#### TASK TO CARRY OUT:
Extract from the entries below, exactly as given, only the lines from the line containing "Target: soil patch" to the line containing "Note: spot the bush", both lines included.

#### DATA SHOWN:
=== Section Start ===

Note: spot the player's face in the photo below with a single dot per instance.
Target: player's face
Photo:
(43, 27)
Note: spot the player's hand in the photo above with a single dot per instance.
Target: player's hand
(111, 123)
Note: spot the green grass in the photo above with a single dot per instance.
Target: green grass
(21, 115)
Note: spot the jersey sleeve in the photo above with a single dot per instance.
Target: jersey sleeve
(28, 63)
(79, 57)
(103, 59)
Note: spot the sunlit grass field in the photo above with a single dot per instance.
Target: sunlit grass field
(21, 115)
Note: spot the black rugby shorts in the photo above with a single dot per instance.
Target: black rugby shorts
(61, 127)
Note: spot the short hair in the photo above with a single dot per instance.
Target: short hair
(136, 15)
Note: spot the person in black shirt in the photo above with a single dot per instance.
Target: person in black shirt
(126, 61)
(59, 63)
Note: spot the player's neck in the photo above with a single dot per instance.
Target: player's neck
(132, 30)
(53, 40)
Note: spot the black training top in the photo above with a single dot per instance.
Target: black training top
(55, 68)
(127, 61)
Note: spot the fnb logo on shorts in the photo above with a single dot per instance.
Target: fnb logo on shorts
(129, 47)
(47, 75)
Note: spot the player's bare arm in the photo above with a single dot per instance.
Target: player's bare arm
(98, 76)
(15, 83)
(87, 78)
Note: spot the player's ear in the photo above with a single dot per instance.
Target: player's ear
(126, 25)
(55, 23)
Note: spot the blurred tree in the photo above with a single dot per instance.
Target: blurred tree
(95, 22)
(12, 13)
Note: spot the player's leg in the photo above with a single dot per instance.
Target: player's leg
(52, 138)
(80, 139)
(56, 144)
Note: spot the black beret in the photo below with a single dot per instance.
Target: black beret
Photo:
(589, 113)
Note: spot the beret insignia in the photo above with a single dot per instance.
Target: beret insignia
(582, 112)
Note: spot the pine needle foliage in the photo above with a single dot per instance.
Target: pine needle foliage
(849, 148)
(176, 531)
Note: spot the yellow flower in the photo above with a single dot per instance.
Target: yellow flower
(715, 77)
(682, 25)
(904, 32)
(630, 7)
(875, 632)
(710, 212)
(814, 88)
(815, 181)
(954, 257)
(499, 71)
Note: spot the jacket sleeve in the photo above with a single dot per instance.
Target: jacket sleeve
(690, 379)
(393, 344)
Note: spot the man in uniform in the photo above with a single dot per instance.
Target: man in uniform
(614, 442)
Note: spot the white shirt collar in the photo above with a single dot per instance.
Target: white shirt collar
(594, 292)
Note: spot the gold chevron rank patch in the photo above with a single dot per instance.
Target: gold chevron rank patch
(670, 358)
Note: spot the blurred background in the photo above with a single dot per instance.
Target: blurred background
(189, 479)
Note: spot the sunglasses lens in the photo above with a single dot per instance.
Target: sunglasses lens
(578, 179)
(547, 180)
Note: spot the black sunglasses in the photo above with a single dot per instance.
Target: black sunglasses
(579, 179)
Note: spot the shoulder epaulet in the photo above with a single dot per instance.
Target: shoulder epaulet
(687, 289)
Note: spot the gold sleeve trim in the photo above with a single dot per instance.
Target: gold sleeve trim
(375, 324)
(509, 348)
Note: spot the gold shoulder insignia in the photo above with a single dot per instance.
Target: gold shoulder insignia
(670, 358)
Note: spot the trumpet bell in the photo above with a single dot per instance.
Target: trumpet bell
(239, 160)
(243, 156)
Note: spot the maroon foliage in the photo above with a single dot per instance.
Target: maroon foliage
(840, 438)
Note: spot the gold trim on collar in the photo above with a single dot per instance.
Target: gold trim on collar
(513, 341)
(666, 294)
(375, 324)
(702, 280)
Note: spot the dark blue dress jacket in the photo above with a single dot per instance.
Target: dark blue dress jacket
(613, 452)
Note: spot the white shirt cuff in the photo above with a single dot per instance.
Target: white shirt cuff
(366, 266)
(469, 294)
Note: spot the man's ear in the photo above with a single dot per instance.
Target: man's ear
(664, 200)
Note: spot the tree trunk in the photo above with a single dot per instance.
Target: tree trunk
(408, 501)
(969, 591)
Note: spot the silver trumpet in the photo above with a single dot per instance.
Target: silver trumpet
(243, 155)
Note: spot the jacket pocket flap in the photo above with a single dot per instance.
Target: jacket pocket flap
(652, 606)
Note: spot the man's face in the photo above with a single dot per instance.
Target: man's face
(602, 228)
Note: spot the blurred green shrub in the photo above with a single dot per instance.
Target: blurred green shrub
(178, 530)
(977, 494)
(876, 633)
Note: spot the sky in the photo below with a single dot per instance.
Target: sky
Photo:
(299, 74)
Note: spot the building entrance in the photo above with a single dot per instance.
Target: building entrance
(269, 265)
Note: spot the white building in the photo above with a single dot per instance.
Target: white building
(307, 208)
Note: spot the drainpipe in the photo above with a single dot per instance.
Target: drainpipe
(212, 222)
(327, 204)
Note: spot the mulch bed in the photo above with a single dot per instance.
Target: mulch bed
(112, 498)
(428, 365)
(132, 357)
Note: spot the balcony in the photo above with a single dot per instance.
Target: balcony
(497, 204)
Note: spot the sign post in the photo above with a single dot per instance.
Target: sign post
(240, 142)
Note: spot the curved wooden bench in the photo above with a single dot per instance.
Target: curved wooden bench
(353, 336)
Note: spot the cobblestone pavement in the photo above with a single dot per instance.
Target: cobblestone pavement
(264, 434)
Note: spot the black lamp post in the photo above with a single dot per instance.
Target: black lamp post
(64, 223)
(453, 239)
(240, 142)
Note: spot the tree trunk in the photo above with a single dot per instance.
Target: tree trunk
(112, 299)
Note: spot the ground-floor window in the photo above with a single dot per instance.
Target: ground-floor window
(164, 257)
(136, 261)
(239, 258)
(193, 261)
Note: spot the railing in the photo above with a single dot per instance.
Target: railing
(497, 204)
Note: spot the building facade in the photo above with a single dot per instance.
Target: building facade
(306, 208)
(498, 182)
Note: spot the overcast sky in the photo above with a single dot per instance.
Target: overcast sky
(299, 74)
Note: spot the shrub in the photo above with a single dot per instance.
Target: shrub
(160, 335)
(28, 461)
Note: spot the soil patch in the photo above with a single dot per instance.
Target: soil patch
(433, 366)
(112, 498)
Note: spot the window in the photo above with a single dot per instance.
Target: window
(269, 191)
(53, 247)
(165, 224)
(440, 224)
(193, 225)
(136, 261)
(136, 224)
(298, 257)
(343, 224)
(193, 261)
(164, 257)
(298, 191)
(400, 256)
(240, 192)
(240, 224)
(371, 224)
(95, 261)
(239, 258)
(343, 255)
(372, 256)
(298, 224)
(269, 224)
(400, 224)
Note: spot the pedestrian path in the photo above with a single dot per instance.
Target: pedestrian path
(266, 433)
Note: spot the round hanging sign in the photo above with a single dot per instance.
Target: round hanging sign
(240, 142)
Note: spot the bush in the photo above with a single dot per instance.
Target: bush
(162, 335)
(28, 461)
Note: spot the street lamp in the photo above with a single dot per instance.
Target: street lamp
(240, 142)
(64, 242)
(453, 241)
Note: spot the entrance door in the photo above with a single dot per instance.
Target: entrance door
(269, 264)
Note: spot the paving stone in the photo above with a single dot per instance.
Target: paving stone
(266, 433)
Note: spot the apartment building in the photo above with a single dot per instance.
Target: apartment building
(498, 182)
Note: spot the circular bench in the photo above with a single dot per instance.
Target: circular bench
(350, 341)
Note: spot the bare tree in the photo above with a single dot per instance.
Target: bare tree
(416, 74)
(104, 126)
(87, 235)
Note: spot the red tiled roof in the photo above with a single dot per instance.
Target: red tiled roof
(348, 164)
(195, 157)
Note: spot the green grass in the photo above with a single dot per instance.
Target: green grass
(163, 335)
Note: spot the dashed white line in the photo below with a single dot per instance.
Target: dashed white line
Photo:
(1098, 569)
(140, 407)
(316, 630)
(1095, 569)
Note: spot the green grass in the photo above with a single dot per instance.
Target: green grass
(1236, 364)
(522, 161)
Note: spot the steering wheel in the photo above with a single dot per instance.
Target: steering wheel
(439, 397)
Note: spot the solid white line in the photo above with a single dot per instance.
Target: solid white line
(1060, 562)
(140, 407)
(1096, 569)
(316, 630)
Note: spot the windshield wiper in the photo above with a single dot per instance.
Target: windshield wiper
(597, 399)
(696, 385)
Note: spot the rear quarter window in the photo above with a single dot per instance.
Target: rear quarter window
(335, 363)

=== Section End ===

#### EXPECTED OUTPUT:
Target: soil patch
(433, 366)
(112, 498)
Note: spot the window in the photo above with a single dot per instance.
Target: window
(269, 191)
(53, 247)
(165, 224)
(440, 224)
(193, 225)
(136, 261)
(136, 224)
(298, 257)
(343, 224)
(193, 261)
(164, 257)
(298, 191)
(400, 256)
(240, 192)
(240, 224)
(371, 224)
(95, 261)
(239, 258)
(343, 255)
(372, 256)
(298, 224)
(269, 224)
(400, 224)
Note: spot the pedestrian path in the photo above with a single dot per instance.
Target: pedestrian path
(266, 433)
Note: spot the round hanging sign in the photo above with a single dot per instance.
Target: round hanging sign
(240, 142)
Note: spot the bush in the photo above with a single dot per instance.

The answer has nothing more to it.